● CHALLENGES:
[1] Which admin tasks had Idiot already taken on when the writer of the KapCon post arrived and got a badge from him? List each one.
[2] According to the KapCon post, how long is each one-session game at the convention?
[3] Reproduce the KapCon post word for word, everything from "There have been" down to "couple of hours.".

● EXTRACTED TEXT:
╭──
Jan 29, 2021 21:07
KapCon has evolved over the decades into a very efficient machine for doing what it does, which is providing a venue for a splurge of one-session games of 3-hours duration. This year with no pre or post-con drinks, no verbal notices between rounds, the retirement of the nomination and voting systems, and it's truly a lean dicing machine. I've never been involved with actually running the convention, but I have been a very vocal occupant of a cheap seat on the sideline. I was in the chorus calling for the removal of the "duck walk" where GMs used to first pitch their games to the crowd then gather up their allocated players. I was very keen for there to be an official fourth round in parallel with the flagship LARP.
There have been any number of really interesting things that have been tried and some have stuck while some have been forgotten as the pressures on the convention change. When I was young, there was a fairly chronic shortage of GMs - George supplied me with several adventures to run at the con because as a dumb kid I couldn't write them myself, but they needed someone in a GM seat. I have also played in games stacked with veterans to ease that awful transition into being a new GM, facing the pressure of entertaining 4-8 people for a couple of hours.
Being honest, it's not easy to think about how to improve the efficient centre of the gaming itself - games now are far, far, better than they were when I started coming, and things run actually pretty closely to time. Everything we could do better is in terms not of efficiency, but in pursuit of ever higher excellence. But if there did need to be a revolution, I, as the very old guard probably need to be first up against the wall. That said, I do have a few thoughts.
I'd like to see the current blurb format pretty seriously restructured to fit the new varieties we're seeing - there's no spot in the system for indicating fundamentals that are relevant now like whether it's a LARP or Table Top, whether it's a GM-led or a freeform or a shared narrative, and so on. The website was a major breakthrough, but for the past few years that round 4 slot has been awkward since it doesn't fit into the three-column format that it effectively superseded.
I do think that completely losing the nominations and "GM competition" were good moves - they're basically meaningless in terms of a tournament or real competition and this year I didn't have people disengaging from the game so that they could ostebsibly record how engaging they were finding it and the other players. Yet, those nominations were part, a tendril, of a shared experience and that aspect may mean the idea has some merit. I'd rather replace it with something better though, or at least less disruptive at the table.
The con seems almost ludicrously under-staffed for all the huge number of admin tasks that it generates. When I arrived, I got my badge directly from Idiot, because having done all the e-mail communications, wrangled the GMs, sorted out the timetable, allocated the first two rounds of players, and signed up to GM a couple of rounds, he just wasn't contributing enough. I guess just at a real ballpark bare minimum, there are 7 rounds of gaming requiring someone at the desk, and hence 5 breaks where they need someone at the door, there's setting up and packing down, there's putting up all the game blurbs each round - that's 12. I generally think that basically after your first KapCon, you probably need to be either GMing or volunteering - and maybe volunteering can be as easy as signing up to run a game, you just indicate you're available in the sign-up.
There are, equally, quite a lot of things that have been floated but never tried. I advocated a few years ago for rounding up the usual suspects (GMs) and sitting them down to roughly coordinate coverage across the convention of genres and styles. For example, this year there was essentially nothing other than D&D and derivatives in one late-convention round. Idiot argued against on the basis of some kind of freedom of individual choice - who knew he was secretly a free marketeer? Yet, the ability to structure a shared experience across the con relies upon actually sharing some kind of experience - the LARP has fulfilled that in years past, but it alone can't do that because the con is too big; we need a second front on that concept.
╰──
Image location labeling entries
╭──
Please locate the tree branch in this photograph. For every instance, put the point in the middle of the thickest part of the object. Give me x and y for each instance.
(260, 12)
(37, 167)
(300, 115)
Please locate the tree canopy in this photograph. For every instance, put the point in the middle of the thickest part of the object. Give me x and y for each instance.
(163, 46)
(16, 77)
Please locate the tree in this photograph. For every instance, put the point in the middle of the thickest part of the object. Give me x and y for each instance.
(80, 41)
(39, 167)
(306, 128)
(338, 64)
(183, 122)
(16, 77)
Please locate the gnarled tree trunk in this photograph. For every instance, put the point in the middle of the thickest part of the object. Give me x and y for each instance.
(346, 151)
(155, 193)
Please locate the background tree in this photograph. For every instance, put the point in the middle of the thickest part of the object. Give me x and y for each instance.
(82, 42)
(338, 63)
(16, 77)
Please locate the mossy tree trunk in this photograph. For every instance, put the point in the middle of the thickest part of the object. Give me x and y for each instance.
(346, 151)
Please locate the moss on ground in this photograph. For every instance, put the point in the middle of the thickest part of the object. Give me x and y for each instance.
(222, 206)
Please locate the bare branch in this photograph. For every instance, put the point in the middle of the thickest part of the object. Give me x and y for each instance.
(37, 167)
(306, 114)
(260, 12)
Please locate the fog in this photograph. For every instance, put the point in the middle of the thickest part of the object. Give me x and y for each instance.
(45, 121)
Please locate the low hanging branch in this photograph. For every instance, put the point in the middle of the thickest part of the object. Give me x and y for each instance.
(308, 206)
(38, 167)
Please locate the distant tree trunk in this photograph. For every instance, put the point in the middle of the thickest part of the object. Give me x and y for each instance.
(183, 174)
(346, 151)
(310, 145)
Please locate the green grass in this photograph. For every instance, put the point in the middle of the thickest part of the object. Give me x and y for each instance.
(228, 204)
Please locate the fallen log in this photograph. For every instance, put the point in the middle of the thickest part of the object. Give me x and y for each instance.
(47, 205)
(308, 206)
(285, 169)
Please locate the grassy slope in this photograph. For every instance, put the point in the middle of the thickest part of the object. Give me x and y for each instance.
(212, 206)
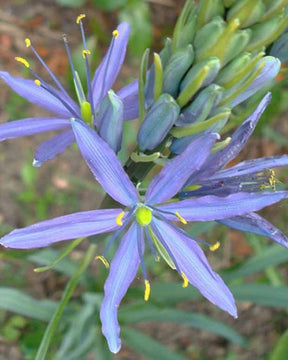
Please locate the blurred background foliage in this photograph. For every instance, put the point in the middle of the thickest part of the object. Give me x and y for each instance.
╰──
● REPLIES:
[1]
- E-mail communications
- Wrangling the GMs
- Sorting out the timetable
- Allocating the first two rounds of players
- Signing up to GM a couple of rounds

[2] 3 hours.

[3]
There have been any number of really interesting things that have been tried and some have stuck while some have been forgotten as the pressures on the convention change. When I was young, there was a fairly chronic shortage of GMs - George supplied me with several adventures to run at the con because as a dumb kid I couldn't write them myself, but they needed someone in a GM seat. I have also played in games stacked with veterans to ease that awful transition into being a new GM, facing the pressure of entertaining 4-8 people for a couple of hours.